● YOUR ASSIGNMENT
A verbatim copy of the line containing "Query: white cloud" and all lines after it, up to and including the final line of the records, is the only acceptable output.

□ □ □ □

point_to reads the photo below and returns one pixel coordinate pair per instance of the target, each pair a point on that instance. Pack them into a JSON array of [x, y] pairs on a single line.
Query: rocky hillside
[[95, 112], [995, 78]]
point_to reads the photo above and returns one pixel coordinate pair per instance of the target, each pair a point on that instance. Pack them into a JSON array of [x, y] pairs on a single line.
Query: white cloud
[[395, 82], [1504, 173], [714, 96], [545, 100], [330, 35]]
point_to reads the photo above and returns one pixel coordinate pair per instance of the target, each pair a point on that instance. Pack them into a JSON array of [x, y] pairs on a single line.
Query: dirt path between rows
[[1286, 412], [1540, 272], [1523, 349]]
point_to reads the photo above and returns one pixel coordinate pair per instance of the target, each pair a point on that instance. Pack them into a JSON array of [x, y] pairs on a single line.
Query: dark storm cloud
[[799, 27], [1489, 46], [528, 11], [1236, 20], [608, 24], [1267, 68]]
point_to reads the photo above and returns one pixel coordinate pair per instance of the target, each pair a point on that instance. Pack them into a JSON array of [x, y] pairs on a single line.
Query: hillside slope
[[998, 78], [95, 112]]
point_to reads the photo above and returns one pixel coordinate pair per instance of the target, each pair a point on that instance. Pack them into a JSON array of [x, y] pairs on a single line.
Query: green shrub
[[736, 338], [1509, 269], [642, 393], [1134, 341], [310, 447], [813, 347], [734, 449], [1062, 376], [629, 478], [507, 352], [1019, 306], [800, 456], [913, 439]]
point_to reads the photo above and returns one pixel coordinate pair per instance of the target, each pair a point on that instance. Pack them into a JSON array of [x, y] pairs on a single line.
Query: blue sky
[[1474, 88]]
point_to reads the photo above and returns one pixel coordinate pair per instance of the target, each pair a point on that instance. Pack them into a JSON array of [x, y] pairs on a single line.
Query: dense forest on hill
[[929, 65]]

□ □ □ □

● WRITTEN RESPONSE
Query: white cloud
[[395, 82], [1504, 173], [714, 96], [545, 100], [330, 35]]
point_to reads the photo above and returns one pixel coordinate pair per instance of the target, each pair a point on that instance. Pack them into a JSON array of [x, y] pairs on a single line.
Query: dirt path between rows
[[1286, 412], [1540, 272], [1523, 349]]
point_to reads the photo above and returns one pixel coordinate pair per instance of the target, each pair a point on that instance. Pack them into a JSON array of [x, y] pairs on a single line.
Query: dark storm cloud
[[799, 27], [1489, 46], [528, 11], [1236, 20], [608, 24], [1267, 68]]
point_to reads the photo above and returns one pixel coordinate pair per instance of the target, each pair a point on that instance. Pack them into a JSON array of [x, y] pairs on a single line.
Query: hillside slope
[[998, 78], [95, 112]]
point_to reads the photo above and returns one pixel coordinate pair per instance of the target, each pair a point on that instance. Pack them into a JSON array of [x, y] pairs on a single line.
Query: green shrub
[[736, 338], [1509, 269], [642, 393], [1134, 341], [310, 447], [813, 347], [734, 449], [1062, 376], [629, 478], [507, 352], [1019, 306], [800, 456], [913, 439]]
point_to reads the photo above and returns one pixel coordinate pair per instance of the target, each pair a point on that instance. Pack them into a JSON array of [x, y] pairs on a single line.
Query: blue sky
[[1474, 88]]
point_to reads the photo above and returns one pixel coordinate pair per instance of the target, each pair a point on that instance. Pack them into a JSON array of [x, y] pairs on a single line.
Query: dense forest on hill
[[929, 65]]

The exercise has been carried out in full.